Copying each record below exactly is the whole task.

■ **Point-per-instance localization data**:
BEGIN

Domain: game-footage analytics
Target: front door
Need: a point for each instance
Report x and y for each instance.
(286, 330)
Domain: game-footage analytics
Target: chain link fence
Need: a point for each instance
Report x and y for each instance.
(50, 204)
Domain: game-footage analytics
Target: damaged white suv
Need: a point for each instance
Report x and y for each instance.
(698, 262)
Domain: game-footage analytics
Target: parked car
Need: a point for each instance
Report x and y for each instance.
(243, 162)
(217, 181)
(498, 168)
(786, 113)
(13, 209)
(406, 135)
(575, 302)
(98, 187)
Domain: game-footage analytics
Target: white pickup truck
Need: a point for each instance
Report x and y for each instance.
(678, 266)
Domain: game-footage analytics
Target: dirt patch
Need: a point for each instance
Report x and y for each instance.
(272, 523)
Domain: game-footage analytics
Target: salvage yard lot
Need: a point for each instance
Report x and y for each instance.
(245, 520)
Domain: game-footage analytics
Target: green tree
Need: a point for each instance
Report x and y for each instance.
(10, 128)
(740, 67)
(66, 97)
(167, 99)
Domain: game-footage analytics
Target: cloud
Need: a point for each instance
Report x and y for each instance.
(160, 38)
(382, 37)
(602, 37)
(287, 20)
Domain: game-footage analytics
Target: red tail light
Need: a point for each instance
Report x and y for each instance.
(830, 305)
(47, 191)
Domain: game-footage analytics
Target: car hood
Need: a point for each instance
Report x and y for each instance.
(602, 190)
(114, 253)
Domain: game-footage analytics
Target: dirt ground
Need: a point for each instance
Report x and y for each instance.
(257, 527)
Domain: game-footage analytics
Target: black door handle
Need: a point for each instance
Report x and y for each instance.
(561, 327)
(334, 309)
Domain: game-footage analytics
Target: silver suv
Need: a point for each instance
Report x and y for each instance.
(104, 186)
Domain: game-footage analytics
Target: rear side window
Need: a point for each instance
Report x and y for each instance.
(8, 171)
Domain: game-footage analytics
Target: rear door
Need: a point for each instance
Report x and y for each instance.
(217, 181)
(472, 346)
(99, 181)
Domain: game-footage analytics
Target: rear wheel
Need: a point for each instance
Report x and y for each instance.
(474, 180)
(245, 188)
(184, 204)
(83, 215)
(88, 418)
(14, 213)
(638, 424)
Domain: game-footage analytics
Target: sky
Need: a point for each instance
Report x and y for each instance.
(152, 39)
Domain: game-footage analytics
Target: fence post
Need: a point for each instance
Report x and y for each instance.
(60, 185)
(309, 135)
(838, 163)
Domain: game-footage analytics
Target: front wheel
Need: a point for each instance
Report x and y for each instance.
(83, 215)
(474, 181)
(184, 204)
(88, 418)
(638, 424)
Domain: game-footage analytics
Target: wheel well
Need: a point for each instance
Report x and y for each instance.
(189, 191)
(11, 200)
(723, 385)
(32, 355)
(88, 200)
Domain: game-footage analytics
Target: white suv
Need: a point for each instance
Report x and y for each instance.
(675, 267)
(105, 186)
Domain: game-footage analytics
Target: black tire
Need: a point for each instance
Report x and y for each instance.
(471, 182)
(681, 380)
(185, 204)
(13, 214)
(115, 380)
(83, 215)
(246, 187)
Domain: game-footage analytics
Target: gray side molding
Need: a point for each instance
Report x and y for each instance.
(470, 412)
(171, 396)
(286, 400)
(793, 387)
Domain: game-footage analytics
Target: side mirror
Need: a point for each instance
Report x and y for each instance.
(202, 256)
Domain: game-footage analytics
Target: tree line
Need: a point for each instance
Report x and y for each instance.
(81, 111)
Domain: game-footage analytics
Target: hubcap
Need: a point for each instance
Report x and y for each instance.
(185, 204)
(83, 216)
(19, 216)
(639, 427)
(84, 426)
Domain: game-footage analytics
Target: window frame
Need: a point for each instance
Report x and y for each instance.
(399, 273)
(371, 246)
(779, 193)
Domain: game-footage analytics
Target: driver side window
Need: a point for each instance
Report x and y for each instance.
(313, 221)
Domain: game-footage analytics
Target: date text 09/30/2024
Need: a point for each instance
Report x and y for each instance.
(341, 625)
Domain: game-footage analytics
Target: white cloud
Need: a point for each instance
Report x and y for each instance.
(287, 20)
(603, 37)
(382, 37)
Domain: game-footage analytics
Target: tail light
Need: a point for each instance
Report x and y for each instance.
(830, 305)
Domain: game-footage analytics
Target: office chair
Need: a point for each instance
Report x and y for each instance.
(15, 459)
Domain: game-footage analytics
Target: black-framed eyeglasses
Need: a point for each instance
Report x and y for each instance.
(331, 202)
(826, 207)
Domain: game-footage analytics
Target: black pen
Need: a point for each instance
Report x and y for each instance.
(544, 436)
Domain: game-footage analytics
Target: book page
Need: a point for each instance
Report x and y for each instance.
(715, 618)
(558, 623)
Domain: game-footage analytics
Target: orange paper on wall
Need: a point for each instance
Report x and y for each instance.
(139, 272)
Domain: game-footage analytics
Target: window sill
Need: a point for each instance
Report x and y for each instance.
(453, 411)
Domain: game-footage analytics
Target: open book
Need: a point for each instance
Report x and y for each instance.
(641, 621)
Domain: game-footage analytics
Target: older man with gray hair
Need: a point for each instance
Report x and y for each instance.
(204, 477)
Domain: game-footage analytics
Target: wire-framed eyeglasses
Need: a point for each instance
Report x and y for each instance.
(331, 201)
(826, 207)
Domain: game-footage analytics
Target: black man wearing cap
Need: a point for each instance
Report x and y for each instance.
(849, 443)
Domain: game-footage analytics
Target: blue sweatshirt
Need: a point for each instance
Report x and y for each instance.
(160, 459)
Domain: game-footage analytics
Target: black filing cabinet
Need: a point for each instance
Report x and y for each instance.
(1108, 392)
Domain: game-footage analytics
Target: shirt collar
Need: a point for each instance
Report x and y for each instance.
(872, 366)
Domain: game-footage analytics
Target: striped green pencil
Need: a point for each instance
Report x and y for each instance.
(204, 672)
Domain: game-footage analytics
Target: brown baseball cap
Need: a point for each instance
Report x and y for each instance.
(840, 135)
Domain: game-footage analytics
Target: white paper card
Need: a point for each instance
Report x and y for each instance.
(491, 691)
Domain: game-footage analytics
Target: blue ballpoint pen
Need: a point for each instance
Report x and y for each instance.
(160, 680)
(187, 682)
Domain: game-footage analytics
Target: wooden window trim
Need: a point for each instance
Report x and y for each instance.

END

■ **ANSWER SPACE**:
Domain: game-footage analytics
Target: front door
Need: a point for each instance
Report x and y for each instance.
(286, 330)
Domain: game-footage analytics
Target: chain link fence
Need: a point for each instance
Report x and y for each instance.
(50, 204)
Domain: game-footage analytics
Target: damaged white suv
Need: a point for each instance
Report x and y for each instance.
(698, 262)
Domain: game-footage analytics
Target: parked car
Need: a point for each instance
Report x and y for each instance.
(243, 162)
(217, 181)
(498, 168)
(786, 113)
(13, 209)
(406, 135)
(575, 302)
(98, 187)
Domain: game-footage analytics
Target: white pickup truck
Need: a point for each instance
Report x and y for each instance.
(678, 266)
Domain: game-footage analytics
Target: dirt patch
Need: a point for each instance
Report x and y for each instance.
(272, 523)
Domain: game-footage analytics
Target: salvage yard lot
Need: a point for each instance
Report x and y for each instance.
(245, 520)
Domain: game-footage analytics
Target: green tree
Need: a point for each instance
Report x and y for each instance.
(10, 128)
(740, 67)
(66, 97)
(167, 99)
Domain: game-footage analytics
Target: cloud
Need: a point for each instance
Report x and y for each instance.
(160, 38)
(382, 37)
(602, 37)
(287, 20)
Domain: game-footage analytics
Target: red tail light
Need: a point for each instance
Report x and y for each instance.
(830, 305)
(47, 191)
Domain: game-footage analytics
Target: car hood
Need: a point for each instance
Report x and y for each instance.
(602, 190)
(114, 253)
Domain: game-footage analytics
Target: dirt ground
Need: a point for each instance
Report x and y for each instance.
(257, 527)
Domain: game-footage analytics
Target: black door handle
Need: a point for each instance
Report x and y for each instance.
(561, 327)
(334, 309)
Domain: game-footage analytics
Target: silver suv
Need: a point for each instance
Report x and y for each instance.
(104, 186)
Domain: game-footage analytics
Target: rear side window
Need: a point for each instance
Report x and y for each instance.
(8, 171)
Domain: game-footage analytics
Target: rear door
Need: a point for each instance
Report x and y for each instance.
(217, 181)
(472, 346)
(99, 181)
Domain: game-footage analytics
Target: rear wheel
Need: a point for each instance
Report x and y for each instance.
(474, 180)
(245, 188)
(184, 204)
(83, 215)
(88, 418)
(14, 213)
(638, 424)
Domain: game-footage analytics
Target: sky
Need: a point for each instance
Report x and y for each instance.
(152, 39)
Domain: game-footage analytics
Target: fence post
Need: a point for each instance
Report x and y for each instance.
(60, 185)
(309, 135)
(838, 163)
Domain: game-footage analytics
Target: front wheel
Need: a point for each instance
Report x and y for each instance.
(83, 215)
(474, 181)
(184, 204)
(88, 418)
(638, 424)
Domain: game-footage analytics
Target: wheel well
Need: a point for each instance
Report x and y for each instance.
(189, 191)
(11, 200)
(723, 385)
(32, 355)
(88, 200)
Domain: game-footage analytics
Target: white suv
Need: a point for each instance
Report x and y for each instance.
(675, 267)
(105, 186)
Domain: game-footage analytics
Target: black tire
Need: a point for each instance
Report x and y for each instance.
(471, 182)
(681, 380)
(185, 204)
(13, 214)
(115, 380)
(83, 215)
(246, 187)
Domain: game-footage analytics
Target: gray side molding
Need: a point for each instance
Report x and y for each instance.
(470, 412)
(171, 396)
(286, 400)
(793, 387)
Domain: game-footage analytics
Target: side mirror
Need: a point for each instance
Report x and y for each instance.
(202, 256)
Domain: game-footage analytics
Target: tree line
Need: a point for each instance
Report x and y for each instance.
(81, 111)
Domain: game-footage analytics
Target: hubcap
Need: a point for each instance
Report x and y for each instance.
(185, 204)
(83, 216)
(19, 216)
(639, 427)
(84, 426)
Domain: game-footage analytics
Target: window frame
Need: a point for each instance
Report x and y for each instance.
(399, 273)
(371, 246)
(779, 193)
Domain: game-footage analytics
Target: driver side window
Need: a point for each instance
Report x and y for each instance.
(313, 221)
Domain: game-footage analytics
Target: date text 09/30/2024
Need: a point for each instance
Report x and y for each instance.
(341, 625)
Domain: game-footage analytics
Target: white cloud
Need: a point for each instance
Report x and y for each instance.
(287, 20)
(603, 37)
(382, 37)
Domain: game-footage analytics
Target: tail light
Need: a point for each instance
Report x and y for each instance.
(830, 305)
Domain: game-footage analytics
Target: office chair
Need: a point for each instance
Report x and y for each instance.
(15, 459)
Domain: game-footage analytics
Target: black-framed eyeglasses
Need: a point for each instance
Report x and y for each instance.
(331, 202)
(826, 207)
Domain: game-footage analytics
Target: black pen
Need: a point for each instance
Report x and y for each instance.
(544, 436)
Domain: game-footage analytics
Target: book page
Need: a point for each instance
Report x and y for each instance.
(715, 618)
(558, 623)
Domain: game-footage analytics
Target: orange paper on wall
Need: a point for each instance
Report x and y for each instance.
(139, 272)
Domain: game-footage analytics
Target: window sill
Need: a point for each instance
Report x and y for each instance.
(453, 411)
Domain: game-footage analytics
Target: open book
Need: a point for each instance
Report x and y for each instance.
(641, 621)
Domain: game-footage analytics
Target: older man with gray hair
Need: a point for each instance
Report x and y for each instance.
(204, 477)
Domain: game-footage analytics
Target: wire-framed eyeglasses
Need: a point for each instance
Report x and y for each instance.
(331, 201)
(826, 207)
Domain: game-footage analytics
Target: black man wearing cap
Need: a point for each instance
Report x and y for each instance.
(849, 443)
Domain: game-footage analytics
Target: blue sweatshirt
Need: a point for each instance
Report x and y for each instance.
(160, 459)
Domain: game-footage analytics
Target: black filing cabinet
Need: a point for each instance
Report x and y for each instance.
(1108, 392)
Domain: game-footage analytics
Target: shirt collar
Need: a point for each instance
Report x and y for each instance.
(872, 366)
Domain: game-footage analytics
Target: striped green pencil
Need: a point for each instance
Report x and y for each instance.
(204, 672)
Domain: game-footage analytics
Target: brown baseball cap
Need: a point for each instance
Report x and y for each instance.
(840, 135)
Domain: game-footage analytics
Target: white paper card
Need: a point for each instance
Report x and y for each instance.
(491, 691)
Domain: game-footage analytics
Target: blue ballpoint pen
Need: a point for each instance
Report x and y for each instance.
(160, 680)
(187, 682)
Domain: game-footage analytics
Target: wooden window trim
Need: a point for each instance
Report x and y for each instance.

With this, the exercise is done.